***** LISTED RECORDS *****
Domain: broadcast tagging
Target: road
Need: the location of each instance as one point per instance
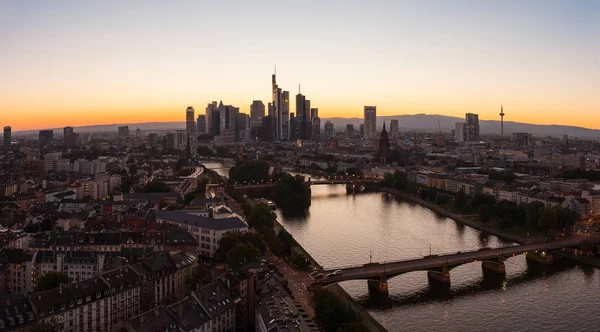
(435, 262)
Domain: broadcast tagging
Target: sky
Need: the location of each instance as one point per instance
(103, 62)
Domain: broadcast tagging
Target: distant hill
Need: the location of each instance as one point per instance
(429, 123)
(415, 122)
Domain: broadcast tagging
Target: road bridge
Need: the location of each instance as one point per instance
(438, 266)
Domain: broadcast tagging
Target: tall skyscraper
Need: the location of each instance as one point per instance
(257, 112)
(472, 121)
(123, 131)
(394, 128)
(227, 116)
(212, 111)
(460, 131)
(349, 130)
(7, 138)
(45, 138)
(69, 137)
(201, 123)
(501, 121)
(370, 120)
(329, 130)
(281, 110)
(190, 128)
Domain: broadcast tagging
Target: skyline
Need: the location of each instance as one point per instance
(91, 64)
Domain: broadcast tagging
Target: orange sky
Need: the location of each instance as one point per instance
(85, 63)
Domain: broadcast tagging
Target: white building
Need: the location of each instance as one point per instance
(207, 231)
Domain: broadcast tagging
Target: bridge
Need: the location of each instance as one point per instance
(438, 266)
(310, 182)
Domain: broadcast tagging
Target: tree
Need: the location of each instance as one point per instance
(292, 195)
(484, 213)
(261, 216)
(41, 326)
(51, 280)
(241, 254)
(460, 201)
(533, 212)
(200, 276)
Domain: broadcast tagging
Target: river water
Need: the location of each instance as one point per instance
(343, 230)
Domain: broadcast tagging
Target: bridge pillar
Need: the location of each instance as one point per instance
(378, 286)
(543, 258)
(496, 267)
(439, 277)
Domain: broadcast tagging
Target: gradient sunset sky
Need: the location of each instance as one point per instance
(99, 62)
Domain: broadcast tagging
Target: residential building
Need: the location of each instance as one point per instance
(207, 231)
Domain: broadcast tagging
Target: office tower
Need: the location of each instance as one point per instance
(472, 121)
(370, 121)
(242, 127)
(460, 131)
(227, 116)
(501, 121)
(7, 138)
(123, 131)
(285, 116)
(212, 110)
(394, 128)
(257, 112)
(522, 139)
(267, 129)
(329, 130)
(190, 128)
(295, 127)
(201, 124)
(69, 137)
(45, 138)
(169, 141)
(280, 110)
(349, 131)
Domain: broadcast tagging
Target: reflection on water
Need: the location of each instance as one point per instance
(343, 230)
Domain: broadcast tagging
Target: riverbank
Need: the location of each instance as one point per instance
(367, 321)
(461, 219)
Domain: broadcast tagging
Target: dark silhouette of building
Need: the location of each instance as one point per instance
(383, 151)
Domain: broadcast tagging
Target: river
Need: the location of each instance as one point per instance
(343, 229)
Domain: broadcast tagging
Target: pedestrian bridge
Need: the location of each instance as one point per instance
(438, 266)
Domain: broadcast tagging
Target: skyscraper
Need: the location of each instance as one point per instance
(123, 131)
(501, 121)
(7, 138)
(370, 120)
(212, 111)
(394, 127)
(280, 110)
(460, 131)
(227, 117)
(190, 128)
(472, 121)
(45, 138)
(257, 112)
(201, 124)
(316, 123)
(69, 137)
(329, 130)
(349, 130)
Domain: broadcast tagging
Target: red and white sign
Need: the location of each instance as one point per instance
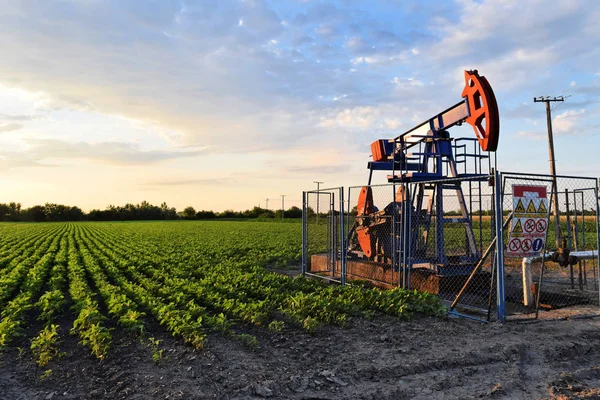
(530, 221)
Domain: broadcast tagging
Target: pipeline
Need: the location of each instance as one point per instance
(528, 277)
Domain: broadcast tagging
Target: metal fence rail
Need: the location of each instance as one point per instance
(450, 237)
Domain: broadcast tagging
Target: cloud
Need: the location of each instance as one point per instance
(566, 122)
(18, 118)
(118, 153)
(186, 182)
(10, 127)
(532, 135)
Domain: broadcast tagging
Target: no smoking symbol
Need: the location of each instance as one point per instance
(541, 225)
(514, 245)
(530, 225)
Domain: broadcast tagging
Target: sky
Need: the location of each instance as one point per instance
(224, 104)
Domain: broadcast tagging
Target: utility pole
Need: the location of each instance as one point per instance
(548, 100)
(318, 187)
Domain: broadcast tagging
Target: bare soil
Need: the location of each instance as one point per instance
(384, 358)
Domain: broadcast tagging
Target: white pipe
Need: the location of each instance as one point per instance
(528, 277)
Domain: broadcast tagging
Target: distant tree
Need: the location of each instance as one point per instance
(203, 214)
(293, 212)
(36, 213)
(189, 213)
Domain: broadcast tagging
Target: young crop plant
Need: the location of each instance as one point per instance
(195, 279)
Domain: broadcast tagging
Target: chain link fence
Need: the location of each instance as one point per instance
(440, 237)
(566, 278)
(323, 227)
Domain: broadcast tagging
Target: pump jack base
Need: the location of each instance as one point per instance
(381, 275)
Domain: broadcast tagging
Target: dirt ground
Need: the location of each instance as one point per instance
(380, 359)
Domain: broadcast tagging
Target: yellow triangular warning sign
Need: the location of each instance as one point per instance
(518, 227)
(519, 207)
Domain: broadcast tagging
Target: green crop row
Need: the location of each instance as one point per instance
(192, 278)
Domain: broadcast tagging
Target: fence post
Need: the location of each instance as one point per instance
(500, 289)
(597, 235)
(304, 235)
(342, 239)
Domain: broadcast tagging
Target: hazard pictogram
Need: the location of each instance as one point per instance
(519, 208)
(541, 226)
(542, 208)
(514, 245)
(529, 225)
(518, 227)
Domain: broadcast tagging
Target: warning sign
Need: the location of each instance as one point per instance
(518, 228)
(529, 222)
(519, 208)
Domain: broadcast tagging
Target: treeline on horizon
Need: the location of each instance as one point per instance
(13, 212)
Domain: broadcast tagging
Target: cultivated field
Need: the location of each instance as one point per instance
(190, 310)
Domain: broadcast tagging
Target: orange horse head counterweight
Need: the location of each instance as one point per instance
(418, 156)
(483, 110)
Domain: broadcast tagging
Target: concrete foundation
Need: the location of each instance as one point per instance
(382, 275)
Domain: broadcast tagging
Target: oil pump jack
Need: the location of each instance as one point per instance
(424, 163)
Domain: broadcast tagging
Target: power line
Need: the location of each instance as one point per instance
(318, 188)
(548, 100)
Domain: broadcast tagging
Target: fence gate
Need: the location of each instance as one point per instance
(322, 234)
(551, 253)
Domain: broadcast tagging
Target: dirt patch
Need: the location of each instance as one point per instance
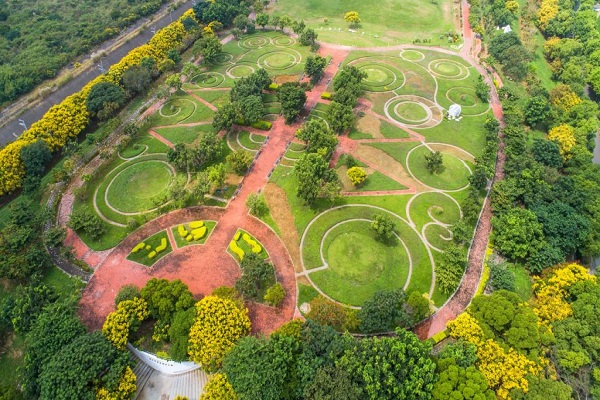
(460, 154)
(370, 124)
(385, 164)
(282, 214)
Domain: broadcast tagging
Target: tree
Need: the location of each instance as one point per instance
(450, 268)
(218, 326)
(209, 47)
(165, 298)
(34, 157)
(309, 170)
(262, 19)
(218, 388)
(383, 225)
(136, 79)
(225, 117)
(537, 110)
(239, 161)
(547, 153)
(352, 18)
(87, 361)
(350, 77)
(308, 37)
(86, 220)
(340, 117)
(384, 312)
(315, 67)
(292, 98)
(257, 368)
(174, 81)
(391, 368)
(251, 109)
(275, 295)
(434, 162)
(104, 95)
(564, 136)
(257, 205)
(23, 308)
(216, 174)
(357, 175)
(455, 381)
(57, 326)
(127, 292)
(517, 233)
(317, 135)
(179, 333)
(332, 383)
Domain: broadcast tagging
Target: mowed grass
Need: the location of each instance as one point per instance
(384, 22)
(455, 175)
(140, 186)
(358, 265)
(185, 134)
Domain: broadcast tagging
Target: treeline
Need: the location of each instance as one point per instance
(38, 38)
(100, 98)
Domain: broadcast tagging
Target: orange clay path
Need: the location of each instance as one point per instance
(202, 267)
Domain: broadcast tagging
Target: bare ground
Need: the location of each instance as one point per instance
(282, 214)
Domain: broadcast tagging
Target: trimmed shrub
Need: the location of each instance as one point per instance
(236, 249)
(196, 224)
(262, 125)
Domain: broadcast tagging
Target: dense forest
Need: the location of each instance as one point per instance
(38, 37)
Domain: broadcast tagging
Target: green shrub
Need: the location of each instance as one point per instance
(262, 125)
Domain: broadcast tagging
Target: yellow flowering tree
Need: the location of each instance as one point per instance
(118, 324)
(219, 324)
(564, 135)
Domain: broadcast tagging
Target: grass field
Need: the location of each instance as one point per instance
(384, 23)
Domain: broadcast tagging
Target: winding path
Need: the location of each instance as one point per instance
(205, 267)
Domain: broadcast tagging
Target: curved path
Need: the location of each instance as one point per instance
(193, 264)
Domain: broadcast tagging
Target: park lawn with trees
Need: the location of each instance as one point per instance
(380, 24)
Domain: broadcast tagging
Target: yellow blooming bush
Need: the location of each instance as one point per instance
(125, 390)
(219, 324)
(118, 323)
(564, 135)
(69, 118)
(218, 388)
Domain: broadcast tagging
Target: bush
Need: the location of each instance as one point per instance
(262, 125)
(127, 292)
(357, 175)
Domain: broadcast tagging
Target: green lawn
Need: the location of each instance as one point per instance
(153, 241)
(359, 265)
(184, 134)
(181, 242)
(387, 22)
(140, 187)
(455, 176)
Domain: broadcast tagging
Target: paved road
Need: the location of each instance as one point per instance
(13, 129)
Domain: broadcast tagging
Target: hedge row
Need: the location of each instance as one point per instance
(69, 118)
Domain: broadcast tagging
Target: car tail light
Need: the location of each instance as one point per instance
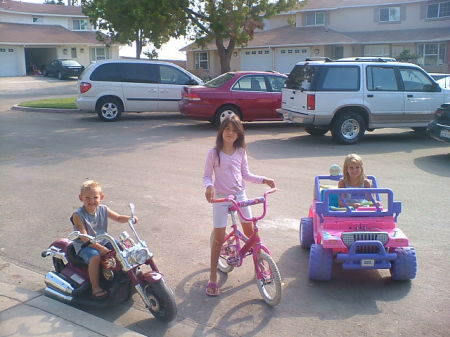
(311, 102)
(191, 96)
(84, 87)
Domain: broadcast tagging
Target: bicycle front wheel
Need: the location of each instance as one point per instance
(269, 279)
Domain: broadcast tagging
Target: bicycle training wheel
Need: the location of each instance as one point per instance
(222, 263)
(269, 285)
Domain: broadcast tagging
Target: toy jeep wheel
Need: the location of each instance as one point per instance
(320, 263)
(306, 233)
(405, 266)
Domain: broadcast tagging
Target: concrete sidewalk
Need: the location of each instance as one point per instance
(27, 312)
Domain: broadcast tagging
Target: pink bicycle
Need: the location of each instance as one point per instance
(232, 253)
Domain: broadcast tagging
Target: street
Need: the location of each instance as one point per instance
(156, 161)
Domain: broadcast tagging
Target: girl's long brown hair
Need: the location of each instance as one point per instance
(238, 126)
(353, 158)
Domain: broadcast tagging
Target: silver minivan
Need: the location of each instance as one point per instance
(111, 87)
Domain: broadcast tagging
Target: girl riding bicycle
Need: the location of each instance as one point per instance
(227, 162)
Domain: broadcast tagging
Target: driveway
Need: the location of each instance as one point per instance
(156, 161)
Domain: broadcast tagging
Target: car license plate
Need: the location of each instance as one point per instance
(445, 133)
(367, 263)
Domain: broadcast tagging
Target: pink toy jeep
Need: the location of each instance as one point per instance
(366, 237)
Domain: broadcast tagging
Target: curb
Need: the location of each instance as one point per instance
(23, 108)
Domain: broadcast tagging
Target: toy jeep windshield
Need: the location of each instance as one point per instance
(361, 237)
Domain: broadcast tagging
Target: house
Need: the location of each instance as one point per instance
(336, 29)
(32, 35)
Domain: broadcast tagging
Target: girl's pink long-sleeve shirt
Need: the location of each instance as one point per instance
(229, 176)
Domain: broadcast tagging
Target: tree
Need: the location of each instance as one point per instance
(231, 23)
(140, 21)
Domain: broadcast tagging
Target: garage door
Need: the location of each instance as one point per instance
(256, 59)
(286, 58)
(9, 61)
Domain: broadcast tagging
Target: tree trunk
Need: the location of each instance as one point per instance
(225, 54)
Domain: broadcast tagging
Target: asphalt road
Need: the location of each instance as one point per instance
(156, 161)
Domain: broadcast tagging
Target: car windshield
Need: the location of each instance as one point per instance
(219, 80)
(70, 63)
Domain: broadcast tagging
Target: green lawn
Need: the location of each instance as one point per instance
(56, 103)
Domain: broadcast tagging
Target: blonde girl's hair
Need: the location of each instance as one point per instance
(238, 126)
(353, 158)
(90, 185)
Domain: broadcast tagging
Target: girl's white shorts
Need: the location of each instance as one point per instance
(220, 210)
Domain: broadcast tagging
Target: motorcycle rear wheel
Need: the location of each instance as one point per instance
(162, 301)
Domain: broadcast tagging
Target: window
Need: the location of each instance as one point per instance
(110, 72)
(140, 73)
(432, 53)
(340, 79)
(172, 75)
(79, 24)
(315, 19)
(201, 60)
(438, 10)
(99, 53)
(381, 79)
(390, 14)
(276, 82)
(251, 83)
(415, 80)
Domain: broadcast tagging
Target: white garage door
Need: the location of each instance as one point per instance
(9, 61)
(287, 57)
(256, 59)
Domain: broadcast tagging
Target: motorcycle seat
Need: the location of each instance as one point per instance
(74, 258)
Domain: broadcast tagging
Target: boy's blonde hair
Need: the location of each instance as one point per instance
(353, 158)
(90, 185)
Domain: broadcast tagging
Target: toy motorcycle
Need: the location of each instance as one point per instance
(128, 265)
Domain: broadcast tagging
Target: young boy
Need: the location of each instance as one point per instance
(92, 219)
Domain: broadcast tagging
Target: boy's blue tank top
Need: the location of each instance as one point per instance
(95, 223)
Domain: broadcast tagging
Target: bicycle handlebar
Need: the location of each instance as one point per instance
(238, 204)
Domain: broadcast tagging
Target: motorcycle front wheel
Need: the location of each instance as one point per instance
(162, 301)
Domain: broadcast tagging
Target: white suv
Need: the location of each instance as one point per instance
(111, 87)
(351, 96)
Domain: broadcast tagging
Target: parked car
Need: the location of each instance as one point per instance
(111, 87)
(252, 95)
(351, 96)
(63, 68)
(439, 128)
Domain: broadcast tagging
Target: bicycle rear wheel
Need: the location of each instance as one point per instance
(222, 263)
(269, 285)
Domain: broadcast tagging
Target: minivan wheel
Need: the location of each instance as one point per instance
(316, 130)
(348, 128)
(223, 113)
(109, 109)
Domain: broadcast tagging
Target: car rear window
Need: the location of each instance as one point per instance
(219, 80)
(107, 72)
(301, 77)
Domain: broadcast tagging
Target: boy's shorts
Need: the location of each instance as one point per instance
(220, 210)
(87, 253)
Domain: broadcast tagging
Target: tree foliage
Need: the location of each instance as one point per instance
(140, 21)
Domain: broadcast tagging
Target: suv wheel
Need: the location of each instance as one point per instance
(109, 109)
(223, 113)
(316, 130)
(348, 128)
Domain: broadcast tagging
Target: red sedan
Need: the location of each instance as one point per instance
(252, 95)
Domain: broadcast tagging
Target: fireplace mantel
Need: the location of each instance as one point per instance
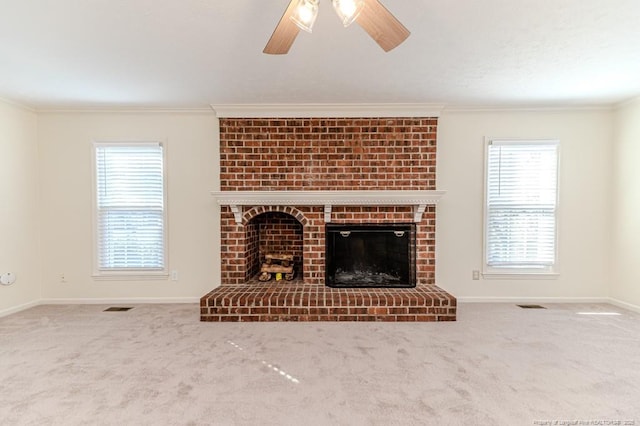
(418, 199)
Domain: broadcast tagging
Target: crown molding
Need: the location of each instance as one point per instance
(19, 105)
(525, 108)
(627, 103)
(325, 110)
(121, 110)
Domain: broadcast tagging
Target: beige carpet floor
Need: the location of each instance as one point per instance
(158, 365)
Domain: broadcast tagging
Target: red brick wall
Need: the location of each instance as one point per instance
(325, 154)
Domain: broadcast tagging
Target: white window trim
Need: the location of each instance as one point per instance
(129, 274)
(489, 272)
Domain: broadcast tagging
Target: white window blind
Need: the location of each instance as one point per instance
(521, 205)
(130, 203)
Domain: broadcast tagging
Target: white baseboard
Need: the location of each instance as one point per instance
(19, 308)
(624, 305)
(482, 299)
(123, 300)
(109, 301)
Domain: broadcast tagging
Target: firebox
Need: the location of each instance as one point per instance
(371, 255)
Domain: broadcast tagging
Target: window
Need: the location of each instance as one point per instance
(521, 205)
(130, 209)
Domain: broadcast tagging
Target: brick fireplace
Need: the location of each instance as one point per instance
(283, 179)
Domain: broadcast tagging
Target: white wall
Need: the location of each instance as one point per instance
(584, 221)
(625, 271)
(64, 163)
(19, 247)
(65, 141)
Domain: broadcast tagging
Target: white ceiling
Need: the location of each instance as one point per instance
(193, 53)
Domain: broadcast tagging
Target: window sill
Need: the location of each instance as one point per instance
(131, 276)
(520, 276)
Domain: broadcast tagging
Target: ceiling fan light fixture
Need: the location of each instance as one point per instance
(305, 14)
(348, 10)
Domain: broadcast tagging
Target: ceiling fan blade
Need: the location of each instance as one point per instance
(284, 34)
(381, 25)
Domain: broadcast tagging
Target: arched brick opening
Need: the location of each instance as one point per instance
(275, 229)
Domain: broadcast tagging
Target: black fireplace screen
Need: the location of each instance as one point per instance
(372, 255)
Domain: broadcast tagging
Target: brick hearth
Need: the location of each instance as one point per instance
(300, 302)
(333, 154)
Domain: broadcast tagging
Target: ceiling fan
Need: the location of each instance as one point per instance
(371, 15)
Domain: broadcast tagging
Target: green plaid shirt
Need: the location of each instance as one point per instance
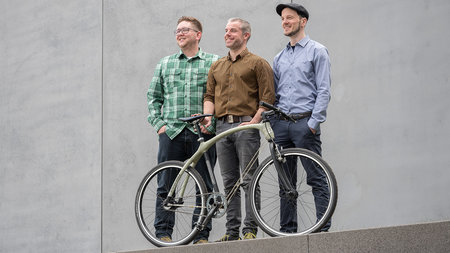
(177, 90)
*****
Please show every line of the records above that contains the word "warning".

§ FINAL RESULT:
Target: yellow triangular warning sign
Target: warning sign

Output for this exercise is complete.